#### PASSAGE SOURCE
----

Si ces auteurs n’abordent pas le thème de la gastronomie, et ne traitent qu’à la marge celui de l’alimentation, cette analyse du poids croissant de l’optimisation est pertinente pour saisir en quoi ces domaines sont bousculés par celle-ci, en particulier par l’entremise de médias numériques dont l’usage s’est massivement diffusé depuis une vingtaine d’années. Ceux-ci relèvent d’un ensemble fréquemment dénommé « food tech » par les acteurs et observateurs d’un secteur formant un ensemble disparate, constitué à la fois de services (livraison de biens, évaluation de leur qualité), mais aussi d’applis spécifiquement dédiées à l’élaboration et la dégustation de repas.
Ces applications semblent a priori éloignées des composantes du repas gastronomique : démarche artisanale de confection des repas, au moyen de produits du terroir, gestes spécifiques de dégustation, esthétisation de la table ou encore recherche de convivialité. Mais elles viennent peu à peu empiéter sur toutes ces dimensions en encourageant certains comportements. Passons ici en revue quelques cas saillants pour en comprendre les implications.

----

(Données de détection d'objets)

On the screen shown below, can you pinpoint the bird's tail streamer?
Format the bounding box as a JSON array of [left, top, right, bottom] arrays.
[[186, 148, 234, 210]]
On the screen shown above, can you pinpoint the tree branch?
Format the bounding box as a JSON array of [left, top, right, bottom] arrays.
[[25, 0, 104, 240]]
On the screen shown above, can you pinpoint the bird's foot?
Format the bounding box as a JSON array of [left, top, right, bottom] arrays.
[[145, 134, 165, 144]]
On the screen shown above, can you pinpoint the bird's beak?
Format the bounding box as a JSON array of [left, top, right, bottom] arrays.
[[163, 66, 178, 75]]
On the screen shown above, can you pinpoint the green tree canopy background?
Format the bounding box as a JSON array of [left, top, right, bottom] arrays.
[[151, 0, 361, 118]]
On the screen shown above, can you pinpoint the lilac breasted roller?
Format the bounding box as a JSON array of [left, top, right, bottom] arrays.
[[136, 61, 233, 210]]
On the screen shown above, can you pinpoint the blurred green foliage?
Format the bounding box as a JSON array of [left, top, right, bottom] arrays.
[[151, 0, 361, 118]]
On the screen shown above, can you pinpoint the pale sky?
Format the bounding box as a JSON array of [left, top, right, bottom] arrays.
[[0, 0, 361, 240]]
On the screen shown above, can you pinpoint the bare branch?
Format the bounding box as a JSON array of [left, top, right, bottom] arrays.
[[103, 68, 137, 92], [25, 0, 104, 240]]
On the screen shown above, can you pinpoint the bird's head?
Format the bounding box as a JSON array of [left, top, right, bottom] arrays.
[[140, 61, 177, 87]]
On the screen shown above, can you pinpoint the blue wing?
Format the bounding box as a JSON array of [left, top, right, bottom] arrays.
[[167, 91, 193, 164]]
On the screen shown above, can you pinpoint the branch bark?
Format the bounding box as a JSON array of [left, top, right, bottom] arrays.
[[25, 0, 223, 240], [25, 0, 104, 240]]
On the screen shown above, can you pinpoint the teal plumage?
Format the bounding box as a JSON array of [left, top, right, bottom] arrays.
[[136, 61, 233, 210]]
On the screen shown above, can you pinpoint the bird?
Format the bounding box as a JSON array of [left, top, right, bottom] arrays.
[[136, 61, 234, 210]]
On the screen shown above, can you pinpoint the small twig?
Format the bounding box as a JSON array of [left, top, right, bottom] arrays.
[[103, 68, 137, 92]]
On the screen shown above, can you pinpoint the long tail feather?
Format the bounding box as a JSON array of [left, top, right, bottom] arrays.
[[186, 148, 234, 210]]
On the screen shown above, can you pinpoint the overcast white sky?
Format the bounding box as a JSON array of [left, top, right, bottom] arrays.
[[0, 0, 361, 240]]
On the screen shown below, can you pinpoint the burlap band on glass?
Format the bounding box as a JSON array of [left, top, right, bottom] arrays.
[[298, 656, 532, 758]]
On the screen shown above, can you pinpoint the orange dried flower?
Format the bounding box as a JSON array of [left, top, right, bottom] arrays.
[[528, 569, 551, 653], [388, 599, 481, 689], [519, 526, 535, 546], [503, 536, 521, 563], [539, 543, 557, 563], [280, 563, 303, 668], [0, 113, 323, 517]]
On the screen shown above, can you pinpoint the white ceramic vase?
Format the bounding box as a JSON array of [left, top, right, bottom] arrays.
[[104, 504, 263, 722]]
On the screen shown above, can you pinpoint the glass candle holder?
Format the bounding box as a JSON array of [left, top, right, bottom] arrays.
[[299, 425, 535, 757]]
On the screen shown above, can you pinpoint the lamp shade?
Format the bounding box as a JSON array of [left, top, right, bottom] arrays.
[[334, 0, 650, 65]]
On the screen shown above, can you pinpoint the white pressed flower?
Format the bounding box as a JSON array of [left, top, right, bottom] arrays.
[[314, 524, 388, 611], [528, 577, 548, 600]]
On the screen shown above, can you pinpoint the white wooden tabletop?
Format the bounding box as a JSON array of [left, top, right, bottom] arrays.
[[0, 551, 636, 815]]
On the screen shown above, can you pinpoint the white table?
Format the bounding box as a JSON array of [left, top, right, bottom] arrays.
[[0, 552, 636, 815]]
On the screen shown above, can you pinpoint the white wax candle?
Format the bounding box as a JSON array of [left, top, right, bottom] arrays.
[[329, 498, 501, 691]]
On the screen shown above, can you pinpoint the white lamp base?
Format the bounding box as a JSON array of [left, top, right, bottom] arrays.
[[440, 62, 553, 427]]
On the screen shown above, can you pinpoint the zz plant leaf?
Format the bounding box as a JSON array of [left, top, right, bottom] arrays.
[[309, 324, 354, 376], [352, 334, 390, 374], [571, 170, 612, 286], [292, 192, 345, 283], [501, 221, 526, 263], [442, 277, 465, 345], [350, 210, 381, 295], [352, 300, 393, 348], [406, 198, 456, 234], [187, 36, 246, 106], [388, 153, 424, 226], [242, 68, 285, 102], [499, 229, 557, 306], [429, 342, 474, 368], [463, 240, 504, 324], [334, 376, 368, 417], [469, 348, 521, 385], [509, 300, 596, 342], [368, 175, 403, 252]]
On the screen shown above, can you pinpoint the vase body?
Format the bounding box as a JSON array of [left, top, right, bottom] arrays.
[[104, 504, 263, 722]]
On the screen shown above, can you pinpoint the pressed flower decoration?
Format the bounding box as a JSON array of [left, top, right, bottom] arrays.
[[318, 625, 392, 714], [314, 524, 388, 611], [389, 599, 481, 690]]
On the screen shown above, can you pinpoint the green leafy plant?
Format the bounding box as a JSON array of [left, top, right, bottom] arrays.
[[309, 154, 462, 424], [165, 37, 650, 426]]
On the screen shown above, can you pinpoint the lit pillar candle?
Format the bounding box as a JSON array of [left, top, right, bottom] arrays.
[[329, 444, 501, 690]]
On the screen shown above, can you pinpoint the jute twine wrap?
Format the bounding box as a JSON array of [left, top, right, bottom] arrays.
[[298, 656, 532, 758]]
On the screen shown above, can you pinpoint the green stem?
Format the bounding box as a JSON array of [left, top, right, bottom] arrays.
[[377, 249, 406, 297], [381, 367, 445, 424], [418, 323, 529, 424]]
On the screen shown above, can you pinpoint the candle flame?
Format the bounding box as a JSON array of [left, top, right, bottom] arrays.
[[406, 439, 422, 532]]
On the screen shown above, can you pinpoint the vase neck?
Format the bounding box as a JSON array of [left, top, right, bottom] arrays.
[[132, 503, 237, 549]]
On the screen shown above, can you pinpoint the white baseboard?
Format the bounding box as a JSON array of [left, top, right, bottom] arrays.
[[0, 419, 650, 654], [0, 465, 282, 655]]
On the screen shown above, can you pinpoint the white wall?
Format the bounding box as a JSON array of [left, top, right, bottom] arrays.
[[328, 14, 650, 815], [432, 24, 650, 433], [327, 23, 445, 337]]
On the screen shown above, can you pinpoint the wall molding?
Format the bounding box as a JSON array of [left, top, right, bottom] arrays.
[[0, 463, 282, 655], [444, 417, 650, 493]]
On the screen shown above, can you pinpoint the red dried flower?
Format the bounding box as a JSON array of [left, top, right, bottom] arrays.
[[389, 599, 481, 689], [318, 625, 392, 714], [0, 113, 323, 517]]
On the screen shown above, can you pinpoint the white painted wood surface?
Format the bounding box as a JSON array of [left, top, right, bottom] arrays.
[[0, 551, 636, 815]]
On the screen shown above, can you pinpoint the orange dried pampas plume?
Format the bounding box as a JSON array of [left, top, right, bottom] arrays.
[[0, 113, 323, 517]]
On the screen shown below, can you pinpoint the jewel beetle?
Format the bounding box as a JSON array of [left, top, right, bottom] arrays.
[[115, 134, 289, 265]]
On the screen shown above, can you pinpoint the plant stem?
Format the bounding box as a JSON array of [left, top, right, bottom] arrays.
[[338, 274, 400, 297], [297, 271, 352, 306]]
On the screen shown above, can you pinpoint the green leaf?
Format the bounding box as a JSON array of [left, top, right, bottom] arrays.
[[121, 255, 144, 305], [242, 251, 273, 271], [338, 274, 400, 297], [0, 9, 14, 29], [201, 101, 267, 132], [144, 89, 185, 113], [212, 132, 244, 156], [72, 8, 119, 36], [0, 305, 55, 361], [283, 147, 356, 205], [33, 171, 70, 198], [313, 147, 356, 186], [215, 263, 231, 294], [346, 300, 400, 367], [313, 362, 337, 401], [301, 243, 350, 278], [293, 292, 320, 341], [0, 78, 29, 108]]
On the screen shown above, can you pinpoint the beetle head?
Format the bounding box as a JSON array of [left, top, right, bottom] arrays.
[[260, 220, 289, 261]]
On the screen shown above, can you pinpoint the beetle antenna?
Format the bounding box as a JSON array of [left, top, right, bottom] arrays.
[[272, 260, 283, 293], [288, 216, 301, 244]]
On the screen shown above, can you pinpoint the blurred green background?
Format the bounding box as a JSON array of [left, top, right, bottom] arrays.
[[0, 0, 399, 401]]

----

#### LISTE DES TÂCHES
(A) Les affirmations suivantes concordent-elles avec le passage sur la food tech ? (i) Les auteurs évoqués abordent directement le thème de la gastronomie. (ii) L'usage des médias numériques s'est massivement diffusé depuis une vingtaine d'années. (iii) Le secteur de la food tech forme un ensemble homogène. Pour chacune, répondez par oui ou non en citant les mots décisifs du passage.
(B) Quelles sont toutes les composantes du repas gastronomique énumérées après les deux-points dans le passage sur la food tech ?
(C) D'après le passage sur la food tech, comment les acteurs et observateurs du secteur dénomment-ils fréquemment l'ensemble dont relèvent ces médias numériques ?
Les lignes proviennent d'une autre source.

#### SOLUTIONS PAR TÂCHE
(A)
(i) Non : « Si ces auteurs n’abordent pas le thème de la gastronomie »
(ii) Oui : « dont l’usage s’est massivement diffusé depuis une vingtaine d’années »
(iii) Non : « un secteur formant un ensemble disparate »

(B)
- Démarche artisanale de confection des repas, au moyen de produits du terroir
- Gestes spécifiques de dégustation
- Esthétisation de la table
- Recherche de convivialité

(C) « food tech »